[Records from a data source]
=====

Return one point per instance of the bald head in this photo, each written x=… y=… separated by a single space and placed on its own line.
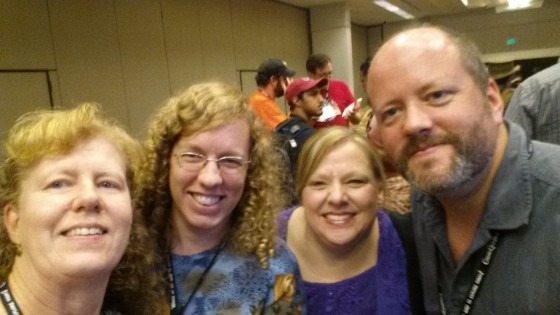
x=411 y=46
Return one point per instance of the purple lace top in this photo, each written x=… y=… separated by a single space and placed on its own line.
x=382 y=289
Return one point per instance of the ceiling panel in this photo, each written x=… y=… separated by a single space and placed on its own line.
x=364 y=12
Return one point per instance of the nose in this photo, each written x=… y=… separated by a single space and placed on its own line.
x=337 y=194
x=87 y=197
x=418 y=120
x=210 y=175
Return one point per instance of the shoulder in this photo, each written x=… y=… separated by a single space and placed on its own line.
x=544 y=163
x=338 y=84
x=283 y=219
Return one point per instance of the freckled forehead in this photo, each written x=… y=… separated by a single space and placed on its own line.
x=411 y=49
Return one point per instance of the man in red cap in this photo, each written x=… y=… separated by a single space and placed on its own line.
x=306 y=102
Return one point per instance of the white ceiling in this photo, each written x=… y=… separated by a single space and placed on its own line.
x=364 y=12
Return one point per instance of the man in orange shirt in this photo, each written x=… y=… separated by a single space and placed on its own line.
x=273 y=76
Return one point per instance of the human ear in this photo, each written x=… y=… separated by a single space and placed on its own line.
x=11 y=220
x=495 y=100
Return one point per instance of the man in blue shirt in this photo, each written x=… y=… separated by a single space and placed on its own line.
x=486 y=199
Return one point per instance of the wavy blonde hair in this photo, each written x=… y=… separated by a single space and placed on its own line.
x=204 y=107
x=42 y=134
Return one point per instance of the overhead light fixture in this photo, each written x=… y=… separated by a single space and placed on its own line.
x=513 y=5
x=503 y=5
x=393 y=8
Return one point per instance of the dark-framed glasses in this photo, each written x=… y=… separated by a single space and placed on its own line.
x=191 y=161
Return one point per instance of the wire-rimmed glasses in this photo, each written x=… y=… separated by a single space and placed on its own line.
x=191 y=161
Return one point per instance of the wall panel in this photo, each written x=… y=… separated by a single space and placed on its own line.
x=142 y=47
x=88 y=55
x=25 y=37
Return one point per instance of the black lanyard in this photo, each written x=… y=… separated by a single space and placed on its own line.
x=479 y=275
x=9 y=303
x=172 y=287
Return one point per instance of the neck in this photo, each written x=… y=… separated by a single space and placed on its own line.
x=324 y=263
x=463 y=212
x=38 y=293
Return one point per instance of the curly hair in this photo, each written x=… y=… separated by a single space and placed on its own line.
x=325 y=141
x=204 y=107
x=42 y=134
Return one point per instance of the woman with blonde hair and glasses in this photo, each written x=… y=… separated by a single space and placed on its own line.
x=211 y=191
x=70 y=239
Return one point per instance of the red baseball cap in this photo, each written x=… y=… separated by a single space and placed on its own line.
x=301 y=85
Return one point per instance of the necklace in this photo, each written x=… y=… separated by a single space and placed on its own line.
x=172 y=286
x=9 y=303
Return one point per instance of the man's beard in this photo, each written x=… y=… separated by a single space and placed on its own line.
x=473 y=154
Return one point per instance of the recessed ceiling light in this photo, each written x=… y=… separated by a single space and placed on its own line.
x=394 y=9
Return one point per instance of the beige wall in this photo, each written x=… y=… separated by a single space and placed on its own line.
x=132 y=55
x=537 y=31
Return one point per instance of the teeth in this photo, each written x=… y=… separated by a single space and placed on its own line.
x=338 y=218
x=206 y=200
x=84 y=231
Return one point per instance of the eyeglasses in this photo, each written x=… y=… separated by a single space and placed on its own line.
x=191 y=161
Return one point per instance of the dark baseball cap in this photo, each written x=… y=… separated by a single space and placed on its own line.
x=275 y=67
x=301 y=85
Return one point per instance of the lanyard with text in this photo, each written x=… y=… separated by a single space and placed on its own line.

=====

**Work to be completed:** All entries need repeating exactly, but without the pictures.

**Response for this exercise:**
Return one point per instance of the bald head in this photo, each written x=… y=… separated by a single space and placed on its own line.
x=411 y=46
Return one point per instance of the purple lace top in this photo, each written x=… y=… separated by a single space and placed on its own line.
x=382 y=289
Return one point per instance of the ceiling panel in this photo, each written x=… y=… separated by a single space and placed on its own line.
x=364 y=12
Return one point per instance of the nose in this photo, each written x=… y=… separated by a single space and placed on its own line.
x=337 y=194
x=87 y=197
x=418 y=120
x=210 y=175
Return one point per instance of the shoulder in this photo, each written x=… y=… separated by a single space and placed on its own line.
x=544 y=163
x=338 y=84
x=283 y=219
Return one point per instance of the freckled forehead in this photo, each written x=… y=… separated by a single space and placed on its own line.
x=411 y=49
Return one point per instance of the man in red cap in this photo, each written x=… y=… separated by a single space and placed on its own line.
x=306 y=102
Return one point per instance of the white ceiling in this photo, each written x=… y=… separated by a single space and placed on its own line.
x=364 y=12
Return one point per instance of the man in orange shirt in this photo, each written x=… y=… separated by a single space and placed on its own line.
x=273 y=76
Return one point per instance of the human ear in this photo, each written x=… y=… separated by a single space and placed on its own line.
x=11 y=220
x=495 y=100
Return one point per instance of the man in blue shirt in this photo, each written x=… y=… separated by a single space and placed on its own line.
x=486 y=199
Return one point per instance of the wavy blonde hair in this photo, each written x=… y=… separated by a single space and placed on its own line.
x=204 y=107
x=42 y=134
Return one point per instance of the overhead light fixture in this photo, each written x=… y=… separated by a single space and placed on its own line.
x=513 y=5
x=503 y=5
x=393 y=8
Return one point per instance of the dark-framed glasses in this photo, each written x=… y=… separated by a single space and placed on its own line.
x=191 y=161
Return one point per instance of the wire-rimmed glasses in this photo, each written x=… y=… separated by a single space and placed on its own line.
x=191 y=161
Return one point per instance of the wall panel in this photo, each written x=… y=… separated by a single space and placed on its own line.
x=142 y=47
x=88 y=55
x=25 y=37
Return one point per instance of the black lanyard in this photo, each written x=… y=… separated by a single space and placed on its own line.
x=479 y=275
x=9 y=303
x=172 y=287
Return one point per instance of the neck in this photo, each written x=… y=… separated by a single space and placed on its own line.
x=324 y=263
x=463 y=212
x=38 y=293
Return one point per instance of the curly hair in this photo, each written x=… y=… separated by a single space and placed on its own line.
x=325 y=141
x=204 y=107
x=42 y=134
Return one point per instance of the woman with blonde hair and glasses in this photo, each written x=… y=… separated by a single space and placed on its own line.
x=211 y=191
x=70 y=239
Return one point per instance of the red baseball cap in this photo, each written x=… y=… separated by a single space and placed on its own line.
x=301 y=85
Return one point per instance of the necklace in this photo, each written x=… y=… separated by a single space and placed on its own line.
x=172 y=286
x=9 y=303
Return one point per instance of the man's beard in this photo, each written x=… y=… separated by a single space and placed on its own line.
x=473 y=154
Return one point per instance of the recessed ceiling light in this photo, each written x=… y=… separated by a single space and placed on its own line.
x=394 y=9
Return one point per instance of the beige wall in this photo, each written x=… y=… separated by a single space and placed on its own line.
x=132 y=55
x=537 y=31
Return one point per instance of the teeth in this photo, each written x=… y=… separated by a single space and placed on its own line.
x=338 y=218
x=206 y=200
x=84 y=231
Return one point per instance of the eyeglasses in this photo, each written x=… y=… separated by a single space and placed on its own line.
x=191 y=161
Return one point per instance of the dark baseball cap in this photo, each written x=… y=… separated by a single space and placed on its own line.
x=275 y=67
x=301 y=85
Return one point per instance of the lanyard with text in this photo, each written x=… y=… separated by a single space and placed on its own line.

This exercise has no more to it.